Your objective:
Read the data and repeat it in full, exactly.

— begin Stored data —

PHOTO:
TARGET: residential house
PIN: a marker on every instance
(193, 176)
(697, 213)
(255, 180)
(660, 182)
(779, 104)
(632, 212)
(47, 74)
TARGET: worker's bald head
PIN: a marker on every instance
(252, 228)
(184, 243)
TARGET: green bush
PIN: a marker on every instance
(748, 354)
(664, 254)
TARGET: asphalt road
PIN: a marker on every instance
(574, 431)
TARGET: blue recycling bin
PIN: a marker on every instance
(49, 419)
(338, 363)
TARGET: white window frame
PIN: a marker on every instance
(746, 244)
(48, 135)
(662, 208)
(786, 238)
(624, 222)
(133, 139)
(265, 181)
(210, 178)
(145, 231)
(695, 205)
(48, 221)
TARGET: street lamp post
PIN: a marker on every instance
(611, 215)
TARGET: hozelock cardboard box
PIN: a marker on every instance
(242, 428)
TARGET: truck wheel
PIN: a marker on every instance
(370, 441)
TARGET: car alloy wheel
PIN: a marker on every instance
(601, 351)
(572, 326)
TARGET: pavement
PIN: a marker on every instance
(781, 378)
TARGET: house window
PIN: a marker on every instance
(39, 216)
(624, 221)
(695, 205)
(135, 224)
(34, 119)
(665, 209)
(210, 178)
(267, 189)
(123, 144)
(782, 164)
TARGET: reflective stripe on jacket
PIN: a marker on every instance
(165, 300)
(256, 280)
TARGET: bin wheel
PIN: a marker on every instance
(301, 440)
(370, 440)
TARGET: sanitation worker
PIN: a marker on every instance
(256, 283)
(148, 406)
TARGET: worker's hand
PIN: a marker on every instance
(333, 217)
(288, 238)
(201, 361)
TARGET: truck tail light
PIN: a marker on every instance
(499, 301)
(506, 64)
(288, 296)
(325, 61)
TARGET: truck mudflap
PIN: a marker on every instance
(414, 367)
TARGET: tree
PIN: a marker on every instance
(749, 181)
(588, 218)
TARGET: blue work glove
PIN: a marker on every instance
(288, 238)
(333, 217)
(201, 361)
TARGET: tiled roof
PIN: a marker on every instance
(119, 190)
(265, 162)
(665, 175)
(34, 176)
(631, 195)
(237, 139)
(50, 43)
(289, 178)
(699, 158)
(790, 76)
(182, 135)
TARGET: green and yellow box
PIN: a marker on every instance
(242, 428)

— end Stored data —

Written reply:
PHOTO:
TARGET: residential house
PIN: a marker on every instance
(193, 176)
(697, 213)
(255, 180)
(660, 182)
(779, 104)
(632, 212)
(47, 74)
TARGET: worker's bald head
PIN: a marker on every instance
(252, 228)
(184, 243)
TARGET: green bush
PIN: a marker on every instance
(748, 354)
(664, 254)
TARGET: asphalt road
PIN: a marker on every instance
(574, 431)
TARGET: blue recycling bin
PIN: a marker on every instance
(49, 419)
(338, 363)
TARGET: white window frame
PIN: a marker on every instance
(746, 244)
(48, 135)
(662, 208)
(786, 238)
(624, 222)
(133, 139)
(265, 181)
(210, 178)
(145, 231)
(695, 205)
(48, 221)
TARGET: street lamp post
PIN: a marker on every instance
(611, 215)
TARGET: hozelock cardboard box
PIN: a marker on every instance
(242, 428)
TARGET: truck wheel
PIN: a marker on every instance
(370, 441)
TARGET: car alloy wheel
PIN: a marker on every instance
(601, 351)
(572, 326)
TARGET: pavement
PIN: a marker on every instance
(781, 378)
TARGET: house window
PIN: a marker on every instance
(39, 216)
(624, 221)
(695, 205)
(135, 224)
(34, 119)
(665, 209)
(210, 178)
(267, 189)
(123, 144)
(782, 164)
TARGET: reflective stripe on jacket
PIN: a marker on every instance
(165, 300)
(256, 280)
TARGET: bin wheel
PIN: a marker on every instance
(301, 440)
(370, 440)
TARGET: sanitation worker
PIN: a marker on every instance
(256, 283)
(148, 406)
TARGET: worker's hand
PIN: a marker on every instance
(333, 217)
(288, 238)
(201, 361)
TARGET: truck tail light
PIN: a marker on every instance
(499, 301)
(506, 64)
(288, 296)
(325, 61)
TARGET: truck mudflap
PIN: a marker on every instance
(414, 367)
TARGET: tree
PIN: a marker on every instance
(749, 181)
(588, 218)
TARGET: blue work glove
PIN: a marker on every instance
(288, 238)
(333, 217)
(201, 361)
TARGET: tiled roof
PIN: a marker on every instance
(119, 190)
(265, 162)
(665, 175)
(34, 176)
(631, 195)
(237, 139)
(50, 43)
(289, 178)
(699, 158)
(790, 76)
(182, 135)
TARGET: green and yellow box
PIN: a marker on every instance
(242, 428)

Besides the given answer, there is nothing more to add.